[BEGIN]

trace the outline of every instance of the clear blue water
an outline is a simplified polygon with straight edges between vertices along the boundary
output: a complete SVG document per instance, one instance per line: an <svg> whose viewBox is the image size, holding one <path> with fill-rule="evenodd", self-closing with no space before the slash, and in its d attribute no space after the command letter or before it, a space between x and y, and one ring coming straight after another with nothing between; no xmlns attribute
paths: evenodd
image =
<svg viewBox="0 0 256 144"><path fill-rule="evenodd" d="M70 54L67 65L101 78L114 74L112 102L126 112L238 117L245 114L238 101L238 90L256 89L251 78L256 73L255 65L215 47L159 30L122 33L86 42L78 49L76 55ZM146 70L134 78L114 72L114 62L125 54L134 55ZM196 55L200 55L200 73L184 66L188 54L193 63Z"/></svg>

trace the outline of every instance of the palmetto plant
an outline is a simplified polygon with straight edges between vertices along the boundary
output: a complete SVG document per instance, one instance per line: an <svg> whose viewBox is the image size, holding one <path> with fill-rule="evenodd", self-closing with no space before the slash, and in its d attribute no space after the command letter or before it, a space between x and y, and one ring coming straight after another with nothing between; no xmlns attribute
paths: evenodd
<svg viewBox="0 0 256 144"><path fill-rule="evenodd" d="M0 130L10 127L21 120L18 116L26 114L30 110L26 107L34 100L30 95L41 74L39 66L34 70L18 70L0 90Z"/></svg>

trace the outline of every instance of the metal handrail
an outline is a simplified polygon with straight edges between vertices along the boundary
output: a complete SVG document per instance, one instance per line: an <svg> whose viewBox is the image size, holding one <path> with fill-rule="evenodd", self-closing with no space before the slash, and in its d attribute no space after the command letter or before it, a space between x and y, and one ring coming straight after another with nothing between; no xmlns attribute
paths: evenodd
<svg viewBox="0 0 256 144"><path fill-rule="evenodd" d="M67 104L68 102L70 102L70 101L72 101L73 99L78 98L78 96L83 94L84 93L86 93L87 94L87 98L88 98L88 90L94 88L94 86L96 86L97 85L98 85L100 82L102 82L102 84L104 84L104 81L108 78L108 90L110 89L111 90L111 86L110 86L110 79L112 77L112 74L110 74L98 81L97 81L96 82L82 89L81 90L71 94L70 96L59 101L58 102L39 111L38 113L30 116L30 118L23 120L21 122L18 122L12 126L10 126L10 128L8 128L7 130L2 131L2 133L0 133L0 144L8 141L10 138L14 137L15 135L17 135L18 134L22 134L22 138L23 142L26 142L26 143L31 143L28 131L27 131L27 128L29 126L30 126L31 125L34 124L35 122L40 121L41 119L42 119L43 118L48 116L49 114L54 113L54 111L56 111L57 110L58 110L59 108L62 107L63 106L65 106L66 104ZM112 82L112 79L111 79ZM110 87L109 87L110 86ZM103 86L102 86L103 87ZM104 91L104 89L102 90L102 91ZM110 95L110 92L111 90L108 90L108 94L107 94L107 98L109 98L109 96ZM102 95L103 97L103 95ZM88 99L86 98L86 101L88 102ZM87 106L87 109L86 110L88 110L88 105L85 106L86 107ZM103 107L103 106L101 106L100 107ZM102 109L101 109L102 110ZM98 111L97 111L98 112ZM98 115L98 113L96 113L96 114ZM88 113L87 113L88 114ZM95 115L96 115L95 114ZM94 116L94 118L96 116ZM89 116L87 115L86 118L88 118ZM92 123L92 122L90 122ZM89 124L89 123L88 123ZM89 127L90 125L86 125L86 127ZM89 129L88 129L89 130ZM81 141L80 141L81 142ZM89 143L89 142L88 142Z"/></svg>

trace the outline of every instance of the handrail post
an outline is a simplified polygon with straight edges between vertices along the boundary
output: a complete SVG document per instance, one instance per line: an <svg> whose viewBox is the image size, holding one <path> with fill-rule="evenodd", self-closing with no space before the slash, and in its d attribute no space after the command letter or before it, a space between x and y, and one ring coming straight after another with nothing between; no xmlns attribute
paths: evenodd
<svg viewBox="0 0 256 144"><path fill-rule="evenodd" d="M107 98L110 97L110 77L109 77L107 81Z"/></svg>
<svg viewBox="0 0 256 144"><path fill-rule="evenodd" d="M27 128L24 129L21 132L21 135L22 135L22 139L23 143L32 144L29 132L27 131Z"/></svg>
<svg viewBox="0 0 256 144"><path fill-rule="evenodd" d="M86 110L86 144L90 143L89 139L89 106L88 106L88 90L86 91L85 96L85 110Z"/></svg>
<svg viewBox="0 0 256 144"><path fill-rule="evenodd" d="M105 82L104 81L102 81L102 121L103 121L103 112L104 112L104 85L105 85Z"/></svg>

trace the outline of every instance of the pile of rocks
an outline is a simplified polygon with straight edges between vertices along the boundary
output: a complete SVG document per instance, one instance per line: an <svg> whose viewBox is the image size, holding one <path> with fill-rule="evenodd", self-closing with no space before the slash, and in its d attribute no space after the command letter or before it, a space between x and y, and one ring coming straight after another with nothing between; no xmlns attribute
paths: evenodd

[END]

Render every line of the material above as a numbered list, leaving out the blank lines.

1. trace the outline of every instance of the clear blue water
2. an outline is a simplified polygon with straight edges between vertices along the boundary
3. output: a complete SVG document per instance, one instance per line: an <svg> whose viewBox is the image size, holding one <path> with fill-rule="evenodd", self-closing with no space before the slash, and in its d attribute no space after the command letter or before it, a space between x and y, and one ring coming straight after another with nothing between; no xmlns attribute
4. paths: evenodd
5. image =
6. <svg viewBox="0 0 256 144"><path fill-rule="evenodd" d="M70 54L67 65L101 78L114 74L112 102L126 112L238 117L245 114L238 101L238 90L256 89L251 78L256 73L255 65L215 47L159 30L122 33L86 42L78 49L76 55ZM146 70L134 78L114 72L114 62L125 54L134 55ZM196 55L200 55L200 73L184 66L188 54L193 63Z"/></svg>
7. trace the outline of every instance of the palmetto plant
8. an outline is a simplified polygon with straight edges between vertices along the boundary
9. output: a complete SVG document per instance, one instance per line: an <svg> whose viewBox is the image size, holding one <path> with fill-rule="evenodd", self-closing with no space before the slash, and in its d attribute no space after the command letter or before it, a space between x and y, and one ring coming straight after another with nothing between; no xmlns attribute
10. paths: evenodd
11. <svg viewBox="0 0 256 144"><path fill-rule="evenodd" d="M0 130L10 127L21 120L18 116L26 114L30 110L26 107L34 100L30 95L41 74L39 66L34 70L18 70L0 90Z"/></svg>
12. trace the outline of every instance of the metal handrail
13. an outline is a simplified polygon with straight edges between vertices along the boundary
14. output: a complete SVG document per instance, one instance per line: an <svg> whose viewBox is the image size, holding one <path> with fill-rule="evenodd", self-closing with no space before the slash, and in its d attribute no space after the command letter or before it, a space between x and y, and one ring coming straight after another with nothing between; no xmlns attribute
15. paths: evenodd
16. <svg viewBox="0 0 256 144"><path fill-rule="evenodd" d="M67 104L68 102L70 102L70 101L72 101L73 99L78 98L78 96L83 94L84 93L86 93L87 94L87 98L88 98L88 90L94 88L94 86L96 86L97 85L98 85L100 82L102 82L102 84L104 84L104 81L108 78L108 90L110 89L111 90L111 86L110 86L110 79L112 77L112 74L110 74L98 81L97 81L96 82L82 89L81 90L71 94L70 96L59 101L58 102L39 111L38 113L30 116L30 118L23 120L21 122L18 122L12 126L10 126L10 128L8 128L7 130L2 131L2 133L0 133L0 144L8 141L10 138L14 137L15 135L17 135L18 134L22 134L22 138L23 142L26 142L26 143L31 143L28 131L27 131L27 128L29 126L30 126L31 125L34 124L35 122L40 121L41 119L42 119L43 118L48 116L49 114L54 113L54 111L56 111L57 110L58 110L59 108L62 107L63 106L65 106L66 104ZM112 82L112 79L111 79ZM110 87L109 87L110 86ZM103 86L102 86L103 87ZM104 91L104 89L102 90L102 91ZM110 95L110 92L111 90L108 90L108 94L107 94L107 98L109 98L109 96ZM102 95L103 97L103 95ZM88 99L86 98L86 101L88 102ZM87 106L87 109L86 110L88 110L88 105L85 106L86 107ZM103 107L103 106L101 106L100 107ZM102 109L101 109L102 110ZM98 111L97 111L98 112ZM98 115L98 113L96 113L96 114ZM88 113L87 113L88 114ZM95 115L96 115L95 114ZM94 116L94 118L96 116ZM89 116L87 115L86 118L88 118ZM92 123L92 122L90 122ZM89 124L89 123L88 123ZM89 127L90 125L86 125L86 127ZM89 129L88 129L89 130ZM81 141L80 141L81 142ZM89 143L89 142L88 142Z"/></svg>
17. trace the outline of every instance of the handrail post
18. an outline is a simplified polygon with straight edges between vertices along the boundary
19. output: a complete SVG document per instance, one instance per line: an <svg> whose viewBox is the image size, holding one <path> with fill-rule="evenodd", self-closing with no space before the slash, and in its d attribute no space after the command letter or before it, a space between x and y, and one ring coming straight after another with nothing between; no xmlns attribute
20. paths: evenodd
21. <svg viewBox="0 0 256 144"><path fill-rule="evenodd" d="M107 98L110 97L110 77L109 77L107 81Z"/></svg>
22. <svg viewBox="0 0 256 144"><path fill-rule="evenodd" d="M27 128L24 129L21 132L21 135L22 135L22 139L23 143L32 144L29 132L27 131Z"/></svg>
23. <svg viewBox="0 0 256 144"><path fill-rule="evenodd" d="M86 110L86 144L90 143L89 139L89 106L88 106L88 90L86 91L85 96L85 110Z"/></svg>
24. <svg viewBox="0 0 256 144"><path fill-rule="evenodd" d="M105 82L104 81L102 81L102 121L103 121L103 112L104 112L104 85L105 85Z"/></svg>
25. trace the outline of every instance of the pile of rocks
26. an outline is a simplified polygon with straight edges between vertices along the boundary
27. output: a complete SVG document per instance, one instance per line: an <svg> whose viewBox is the image size, holding one <path> with fill-rule="evenodd", self-closing with no space before the slash, and in its d attribute no space after the command letter or before it, a space between x and y, and one ring coming straight after another with nothing between; no xmlns attribute
28. paths: evenodd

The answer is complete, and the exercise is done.